- [WHAT IS BEING ASKED]
In the records below, find the line containing "Q: Returning coordinates formatted like [447,192], pin"; copy exactly that line and all lines after it to the end, and nothing else.

- [SUPPLIED MATERIAL]
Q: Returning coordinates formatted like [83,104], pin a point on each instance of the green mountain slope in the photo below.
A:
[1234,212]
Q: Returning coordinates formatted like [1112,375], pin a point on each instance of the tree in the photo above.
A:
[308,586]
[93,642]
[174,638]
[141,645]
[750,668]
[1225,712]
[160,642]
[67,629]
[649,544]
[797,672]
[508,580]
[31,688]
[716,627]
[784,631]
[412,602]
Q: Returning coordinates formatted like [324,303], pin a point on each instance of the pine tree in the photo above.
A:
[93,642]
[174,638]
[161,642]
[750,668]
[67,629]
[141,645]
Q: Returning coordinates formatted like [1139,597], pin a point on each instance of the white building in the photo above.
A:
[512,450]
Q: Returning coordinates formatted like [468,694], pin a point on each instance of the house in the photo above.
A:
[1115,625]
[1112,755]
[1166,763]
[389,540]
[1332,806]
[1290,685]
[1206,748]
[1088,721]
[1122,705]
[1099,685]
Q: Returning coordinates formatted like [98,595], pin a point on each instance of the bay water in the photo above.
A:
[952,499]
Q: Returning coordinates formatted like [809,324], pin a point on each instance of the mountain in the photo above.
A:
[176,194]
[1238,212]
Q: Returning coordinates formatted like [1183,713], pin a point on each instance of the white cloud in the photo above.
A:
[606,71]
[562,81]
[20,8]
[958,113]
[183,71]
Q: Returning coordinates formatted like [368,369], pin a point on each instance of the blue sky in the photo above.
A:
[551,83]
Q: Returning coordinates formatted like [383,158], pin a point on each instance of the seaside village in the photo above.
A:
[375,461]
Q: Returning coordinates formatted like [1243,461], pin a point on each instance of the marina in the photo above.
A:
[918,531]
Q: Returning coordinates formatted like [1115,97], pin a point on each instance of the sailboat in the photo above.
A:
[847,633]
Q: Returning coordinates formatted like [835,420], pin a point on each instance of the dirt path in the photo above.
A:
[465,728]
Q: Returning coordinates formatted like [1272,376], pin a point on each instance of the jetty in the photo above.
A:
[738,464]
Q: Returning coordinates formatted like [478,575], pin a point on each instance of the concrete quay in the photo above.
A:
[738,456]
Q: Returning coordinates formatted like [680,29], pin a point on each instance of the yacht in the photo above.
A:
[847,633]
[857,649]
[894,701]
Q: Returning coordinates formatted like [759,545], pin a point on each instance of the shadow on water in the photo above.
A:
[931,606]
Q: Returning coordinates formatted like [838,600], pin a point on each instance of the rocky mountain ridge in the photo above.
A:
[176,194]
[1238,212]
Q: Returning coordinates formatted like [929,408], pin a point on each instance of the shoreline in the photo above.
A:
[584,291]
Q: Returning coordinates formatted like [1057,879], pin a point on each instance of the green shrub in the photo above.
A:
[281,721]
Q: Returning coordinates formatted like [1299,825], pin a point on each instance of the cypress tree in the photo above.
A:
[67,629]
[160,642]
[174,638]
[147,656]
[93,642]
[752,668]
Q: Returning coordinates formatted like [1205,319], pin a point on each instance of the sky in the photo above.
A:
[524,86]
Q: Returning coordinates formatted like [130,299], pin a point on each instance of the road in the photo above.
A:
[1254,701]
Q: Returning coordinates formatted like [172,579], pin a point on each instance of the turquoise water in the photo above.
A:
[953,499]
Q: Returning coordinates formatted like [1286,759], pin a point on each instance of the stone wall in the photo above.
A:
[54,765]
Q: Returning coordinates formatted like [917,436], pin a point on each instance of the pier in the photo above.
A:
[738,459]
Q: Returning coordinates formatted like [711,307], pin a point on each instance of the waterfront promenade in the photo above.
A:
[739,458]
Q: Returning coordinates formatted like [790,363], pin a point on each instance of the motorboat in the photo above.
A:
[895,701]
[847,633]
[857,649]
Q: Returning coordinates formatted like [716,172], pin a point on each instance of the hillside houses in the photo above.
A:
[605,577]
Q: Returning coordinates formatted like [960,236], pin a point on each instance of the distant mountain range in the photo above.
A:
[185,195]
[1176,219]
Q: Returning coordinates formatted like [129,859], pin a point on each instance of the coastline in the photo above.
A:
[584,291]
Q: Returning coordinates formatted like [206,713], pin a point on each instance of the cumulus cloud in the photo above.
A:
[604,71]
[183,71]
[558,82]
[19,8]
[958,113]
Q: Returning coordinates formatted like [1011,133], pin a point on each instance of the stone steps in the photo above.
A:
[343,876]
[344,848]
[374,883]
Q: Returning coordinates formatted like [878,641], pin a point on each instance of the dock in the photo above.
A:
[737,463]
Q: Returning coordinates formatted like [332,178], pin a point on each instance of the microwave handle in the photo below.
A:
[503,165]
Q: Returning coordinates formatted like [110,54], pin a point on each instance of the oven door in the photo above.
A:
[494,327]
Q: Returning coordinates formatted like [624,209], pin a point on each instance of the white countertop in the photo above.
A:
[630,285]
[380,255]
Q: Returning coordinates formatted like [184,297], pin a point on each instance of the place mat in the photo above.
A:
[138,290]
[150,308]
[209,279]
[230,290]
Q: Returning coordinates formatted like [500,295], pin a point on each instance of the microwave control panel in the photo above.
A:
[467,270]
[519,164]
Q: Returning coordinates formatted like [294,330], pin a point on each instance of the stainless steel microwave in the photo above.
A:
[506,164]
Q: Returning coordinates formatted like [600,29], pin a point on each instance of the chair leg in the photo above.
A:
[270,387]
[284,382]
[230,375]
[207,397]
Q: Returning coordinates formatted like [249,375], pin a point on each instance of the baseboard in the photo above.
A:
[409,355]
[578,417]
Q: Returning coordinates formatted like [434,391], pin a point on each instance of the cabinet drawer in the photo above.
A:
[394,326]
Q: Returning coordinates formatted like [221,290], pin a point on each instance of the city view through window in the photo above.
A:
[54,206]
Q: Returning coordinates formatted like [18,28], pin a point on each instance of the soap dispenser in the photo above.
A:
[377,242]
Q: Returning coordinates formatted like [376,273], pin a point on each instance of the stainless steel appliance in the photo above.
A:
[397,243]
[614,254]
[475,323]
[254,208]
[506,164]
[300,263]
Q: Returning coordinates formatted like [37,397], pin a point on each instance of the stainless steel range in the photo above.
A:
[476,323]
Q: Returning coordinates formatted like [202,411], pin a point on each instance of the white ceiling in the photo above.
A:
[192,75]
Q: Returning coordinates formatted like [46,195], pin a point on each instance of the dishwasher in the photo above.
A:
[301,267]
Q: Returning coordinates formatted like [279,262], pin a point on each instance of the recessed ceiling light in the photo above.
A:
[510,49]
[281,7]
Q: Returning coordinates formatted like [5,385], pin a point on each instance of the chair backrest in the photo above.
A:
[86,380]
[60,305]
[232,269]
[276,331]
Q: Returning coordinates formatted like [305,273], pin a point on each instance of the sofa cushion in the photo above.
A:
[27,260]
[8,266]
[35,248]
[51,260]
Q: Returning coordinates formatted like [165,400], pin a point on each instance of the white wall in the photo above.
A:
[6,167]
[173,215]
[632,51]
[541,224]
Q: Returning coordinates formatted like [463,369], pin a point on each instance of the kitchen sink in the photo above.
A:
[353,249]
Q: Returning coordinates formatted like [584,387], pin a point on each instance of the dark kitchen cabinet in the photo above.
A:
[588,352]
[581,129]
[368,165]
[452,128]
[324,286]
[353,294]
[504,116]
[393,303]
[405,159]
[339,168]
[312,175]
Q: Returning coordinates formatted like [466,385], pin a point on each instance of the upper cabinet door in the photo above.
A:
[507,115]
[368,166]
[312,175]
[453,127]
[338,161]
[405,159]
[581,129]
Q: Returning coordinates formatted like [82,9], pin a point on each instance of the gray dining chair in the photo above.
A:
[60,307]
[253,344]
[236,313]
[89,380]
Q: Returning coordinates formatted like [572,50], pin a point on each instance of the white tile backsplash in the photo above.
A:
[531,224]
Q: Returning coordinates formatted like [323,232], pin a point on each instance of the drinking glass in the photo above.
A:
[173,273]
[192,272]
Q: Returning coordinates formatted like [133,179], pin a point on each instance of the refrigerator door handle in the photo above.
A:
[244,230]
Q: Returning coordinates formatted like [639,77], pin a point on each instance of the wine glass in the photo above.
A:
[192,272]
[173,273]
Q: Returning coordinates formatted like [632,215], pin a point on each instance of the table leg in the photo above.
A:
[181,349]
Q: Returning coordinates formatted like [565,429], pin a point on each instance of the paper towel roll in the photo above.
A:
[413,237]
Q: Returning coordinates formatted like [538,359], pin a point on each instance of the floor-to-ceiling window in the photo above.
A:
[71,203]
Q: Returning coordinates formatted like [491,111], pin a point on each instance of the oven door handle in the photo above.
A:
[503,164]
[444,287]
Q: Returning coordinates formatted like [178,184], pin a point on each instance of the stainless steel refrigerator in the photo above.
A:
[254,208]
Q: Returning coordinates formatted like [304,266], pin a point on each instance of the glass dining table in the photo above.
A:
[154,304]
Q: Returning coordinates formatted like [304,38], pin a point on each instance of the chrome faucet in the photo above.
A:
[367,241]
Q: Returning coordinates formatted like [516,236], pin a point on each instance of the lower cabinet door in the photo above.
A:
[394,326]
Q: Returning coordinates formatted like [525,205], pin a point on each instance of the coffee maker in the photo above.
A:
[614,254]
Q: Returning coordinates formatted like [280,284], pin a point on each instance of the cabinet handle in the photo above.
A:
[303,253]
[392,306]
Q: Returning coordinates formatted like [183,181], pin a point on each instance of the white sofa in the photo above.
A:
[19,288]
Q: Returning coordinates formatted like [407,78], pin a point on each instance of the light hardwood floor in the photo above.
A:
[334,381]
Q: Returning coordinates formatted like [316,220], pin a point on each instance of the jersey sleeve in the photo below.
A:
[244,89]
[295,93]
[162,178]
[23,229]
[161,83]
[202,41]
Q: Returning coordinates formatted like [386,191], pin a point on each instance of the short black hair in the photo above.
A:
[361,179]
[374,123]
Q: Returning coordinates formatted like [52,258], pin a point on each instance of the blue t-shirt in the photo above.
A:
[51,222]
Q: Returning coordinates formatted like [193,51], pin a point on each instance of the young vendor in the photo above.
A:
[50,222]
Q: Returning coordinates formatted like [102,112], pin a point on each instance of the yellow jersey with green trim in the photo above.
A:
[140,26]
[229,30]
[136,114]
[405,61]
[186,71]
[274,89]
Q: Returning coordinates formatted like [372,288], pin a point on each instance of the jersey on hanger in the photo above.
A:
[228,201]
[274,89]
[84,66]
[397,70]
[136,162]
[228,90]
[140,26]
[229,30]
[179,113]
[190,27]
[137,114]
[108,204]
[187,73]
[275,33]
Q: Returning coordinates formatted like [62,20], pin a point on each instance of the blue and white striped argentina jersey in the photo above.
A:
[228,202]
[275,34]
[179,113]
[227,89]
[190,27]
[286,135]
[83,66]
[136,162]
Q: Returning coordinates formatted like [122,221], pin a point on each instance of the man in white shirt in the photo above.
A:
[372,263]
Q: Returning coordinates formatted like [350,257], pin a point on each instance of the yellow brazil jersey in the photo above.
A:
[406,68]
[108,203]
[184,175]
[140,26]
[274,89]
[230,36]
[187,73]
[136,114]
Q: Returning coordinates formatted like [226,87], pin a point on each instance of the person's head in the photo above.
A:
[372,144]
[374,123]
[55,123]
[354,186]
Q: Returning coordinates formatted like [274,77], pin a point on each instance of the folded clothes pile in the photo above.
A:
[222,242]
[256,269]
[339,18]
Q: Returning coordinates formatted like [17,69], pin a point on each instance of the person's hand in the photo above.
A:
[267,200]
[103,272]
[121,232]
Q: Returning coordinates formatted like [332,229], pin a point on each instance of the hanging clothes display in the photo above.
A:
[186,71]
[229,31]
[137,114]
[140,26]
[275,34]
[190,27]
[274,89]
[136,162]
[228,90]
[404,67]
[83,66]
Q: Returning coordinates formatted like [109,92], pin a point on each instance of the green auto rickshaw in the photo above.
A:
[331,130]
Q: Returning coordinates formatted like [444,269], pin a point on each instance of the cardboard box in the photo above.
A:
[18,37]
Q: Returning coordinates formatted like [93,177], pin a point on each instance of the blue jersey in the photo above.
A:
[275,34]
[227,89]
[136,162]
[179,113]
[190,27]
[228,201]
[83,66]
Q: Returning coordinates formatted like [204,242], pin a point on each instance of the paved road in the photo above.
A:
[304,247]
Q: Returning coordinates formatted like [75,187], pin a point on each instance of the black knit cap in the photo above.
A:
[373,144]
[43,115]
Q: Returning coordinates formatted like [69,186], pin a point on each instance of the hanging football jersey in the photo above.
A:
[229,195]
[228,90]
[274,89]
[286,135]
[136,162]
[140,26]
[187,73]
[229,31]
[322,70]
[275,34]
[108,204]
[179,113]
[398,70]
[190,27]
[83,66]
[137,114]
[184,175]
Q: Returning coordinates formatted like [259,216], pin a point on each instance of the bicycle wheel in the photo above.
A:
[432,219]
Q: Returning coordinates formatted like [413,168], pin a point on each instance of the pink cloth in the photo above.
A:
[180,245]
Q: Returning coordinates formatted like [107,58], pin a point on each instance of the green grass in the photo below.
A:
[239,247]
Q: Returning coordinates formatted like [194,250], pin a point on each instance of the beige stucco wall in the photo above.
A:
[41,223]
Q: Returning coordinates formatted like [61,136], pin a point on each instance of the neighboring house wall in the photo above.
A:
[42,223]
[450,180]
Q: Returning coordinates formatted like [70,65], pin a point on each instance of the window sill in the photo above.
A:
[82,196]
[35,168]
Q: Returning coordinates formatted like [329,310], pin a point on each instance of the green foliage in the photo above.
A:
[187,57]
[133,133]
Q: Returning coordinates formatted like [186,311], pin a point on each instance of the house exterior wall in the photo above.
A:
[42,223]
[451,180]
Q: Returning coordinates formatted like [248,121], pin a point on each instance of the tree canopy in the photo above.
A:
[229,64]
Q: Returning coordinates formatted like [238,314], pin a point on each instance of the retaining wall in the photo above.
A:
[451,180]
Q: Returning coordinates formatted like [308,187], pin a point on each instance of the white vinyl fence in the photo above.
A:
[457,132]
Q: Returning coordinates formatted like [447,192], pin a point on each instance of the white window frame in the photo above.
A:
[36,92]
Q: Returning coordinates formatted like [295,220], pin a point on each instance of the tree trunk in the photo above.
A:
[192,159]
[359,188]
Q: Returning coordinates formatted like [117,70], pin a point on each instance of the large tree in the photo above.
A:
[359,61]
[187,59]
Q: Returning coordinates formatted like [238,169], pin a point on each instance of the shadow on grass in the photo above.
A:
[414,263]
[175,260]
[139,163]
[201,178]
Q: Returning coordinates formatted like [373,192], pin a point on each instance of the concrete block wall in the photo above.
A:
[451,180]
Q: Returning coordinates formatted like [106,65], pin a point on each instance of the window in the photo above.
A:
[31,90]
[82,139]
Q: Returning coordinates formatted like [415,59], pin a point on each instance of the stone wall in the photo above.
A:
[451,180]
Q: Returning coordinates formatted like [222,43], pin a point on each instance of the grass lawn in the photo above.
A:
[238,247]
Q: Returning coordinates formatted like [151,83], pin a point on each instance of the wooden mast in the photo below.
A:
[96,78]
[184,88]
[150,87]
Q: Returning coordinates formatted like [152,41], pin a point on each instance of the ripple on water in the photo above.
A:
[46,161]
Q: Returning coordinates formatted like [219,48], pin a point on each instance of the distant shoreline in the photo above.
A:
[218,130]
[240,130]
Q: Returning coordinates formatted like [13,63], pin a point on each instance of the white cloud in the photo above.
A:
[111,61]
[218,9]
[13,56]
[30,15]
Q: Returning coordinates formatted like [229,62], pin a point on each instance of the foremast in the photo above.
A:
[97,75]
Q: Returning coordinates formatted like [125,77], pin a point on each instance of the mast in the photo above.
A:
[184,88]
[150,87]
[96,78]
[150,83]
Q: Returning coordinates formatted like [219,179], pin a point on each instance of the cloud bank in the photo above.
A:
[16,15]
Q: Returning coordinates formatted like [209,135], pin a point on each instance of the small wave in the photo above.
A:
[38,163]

- [EXERCISE OUTPUT]
Q: Returning coordinates formatted like [447,192], pin a point on each instance of the white window frame in the photo above.
A:
[36,92]
Q: Returning coordinates formatted like [295,220], pin a point on each instance of the tree trunk in the photo above.
A:
[192,159]
[359,188]
Q: Returning coordinates formatted like [117,70], pin a point on each instance of the large tree in the photo above.
A:
[359,61]
[187,59]
Q: Returning coordinates formatted like [238,169], pin a point on each instance of the shadow on grass in the photo above.
A:
[414,263]
[175,260]
[139,163]
[201,178]
Q: Returning coordinates formatted like [373,192], pin a point on each instance of the concrete block wall in the photo above.
A:
[451,180]
Q: Returning coordinates formatted like [106,65], pin a point on each instance of the window in the photo above.
A:
[31,90]
[82,139]
Q: Returning coordinates formatted like [415,59], pin a point on each instance of the stone wall in the photo above.
A:
[451,180]
Q: Returning coordinates formatted like [222,43], pin a point on each instance of the grass lawn in the photo above.
A:
[238,247]
Q: Returning coordinates formatted like [151,83], pin a point on each instance of the wooden mast in the photo below.
A:
[96,78]
[184,88]
[150,87]
Q: Returning coordinates formatted like [152,41], pin a point on each instance of the ripple on water in the photo above.
A:
[46,161]
Q: Returning coordinates formatted like [219,48], pin a point on each instance of the distant shoreline in the photo above.
A:
[218,130]
[240,130]
Q: Returning coordinates formatted like [13,63], pin a point on each instance of the white cloud in the photo above.
A:
[111,61]
[218,9]
[13,56]
[30,15]
Q: Returning coordinates formatted like [229,62], pin a point on each instance of the foremast in the photo above.
A:
[97,75]
Q: Returning coordinates formatted like [125,77], pin a point on each instance of the mast in the photo above.
A:
[184,88]
[150,87]
[96,78]
[150,83]
Q: Returning coordinates formatted like [219,179], pin a point on each instance of the cloud bank in the photo above.
A:
[16,15]
Q: Returning coordinates formatted like [209,135], pin a point on each instance of the small wave in the photo above.
A:
[38,163]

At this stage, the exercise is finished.